RECORDS SUPPLIED:
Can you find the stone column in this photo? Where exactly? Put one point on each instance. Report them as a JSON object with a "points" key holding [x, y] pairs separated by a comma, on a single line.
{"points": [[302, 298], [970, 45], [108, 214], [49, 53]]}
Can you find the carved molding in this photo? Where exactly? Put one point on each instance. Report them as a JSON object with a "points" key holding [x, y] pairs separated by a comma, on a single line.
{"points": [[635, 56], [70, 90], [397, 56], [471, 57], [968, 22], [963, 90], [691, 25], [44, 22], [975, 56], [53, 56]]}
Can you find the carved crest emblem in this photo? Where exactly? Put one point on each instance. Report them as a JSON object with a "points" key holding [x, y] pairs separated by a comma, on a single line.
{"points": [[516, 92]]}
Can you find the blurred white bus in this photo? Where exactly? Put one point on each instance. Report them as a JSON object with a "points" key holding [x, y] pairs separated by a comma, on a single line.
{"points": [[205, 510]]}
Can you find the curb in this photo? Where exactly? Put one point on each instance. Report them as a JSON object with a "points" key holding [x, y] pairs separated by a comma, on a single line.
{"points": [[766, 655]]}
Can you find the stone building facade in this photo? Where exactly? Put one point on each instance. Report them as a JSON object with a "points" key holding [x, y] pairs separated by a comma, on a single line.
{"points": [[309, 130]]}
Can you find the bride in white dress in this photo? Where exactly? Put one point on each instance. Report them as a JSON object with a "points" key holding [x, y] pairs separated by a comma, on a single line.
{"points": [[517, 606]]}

OBJECTIVE:
Please write out every entry above word for word, with nothing changed or left out.

EXPECTED OUTPUT:
Can you find the stone column in this photo? Where exactly? Put one point on each instance. Report them as a JSON object with a "points" key holding [x, y] pairs separated by a comma, on a single line.
{"points": [[302, 298], [970, 45], [108, 214], [49, 53]]}
Can you find the carved molding in this photo? Where exactly? Put one point on each instance. Report them as a JSON object with a "points" key holding [x, y] pairs separated by a comma, on a single line.
{"points": [[635, 56], [70, 90], [397, 56], [471, 57], [968, 22], [963, 90], [691, 25], [44, 22], [975, 56], [53, 56]]}
Can you find the carved crest emblem in this photo? Where exactly? Put one point on each instance. Report them as a JSON object with a "points" key holding [x, y] pairs separated by a comma, on a single line.
{"points": [[516, 92]]}
Can you find the blurred white bus in this photo? Where exactly? Put one point on each instance. Report them as a JSON object with a "points" key holding [x, y] pairs separated by a comma, on a single line.
{"points": [[205, 510]]}
Can you find the curb in this photo? Where exactly? Put one point on each instance. Report them as a JSON object with a "points" key holding [x, y] pairs separated by a comma, on a single line.
{"points": [[766, 655]]}
Can you find the stone building facade in this photo? Where exactly? Put one point on each instance. Report them as a JSON object with a "points" key holding [x, y] pairs separated by a comma, on a single line.
{"points": [[309, 130]]}
Can you find the bride in white dress in this photo? Where exactly? Put one point on each instance. Report them as a JSON object with a "points" key holding [x, y] pairs separated by a comma, on a single line.
{"points": [[517, 606]]}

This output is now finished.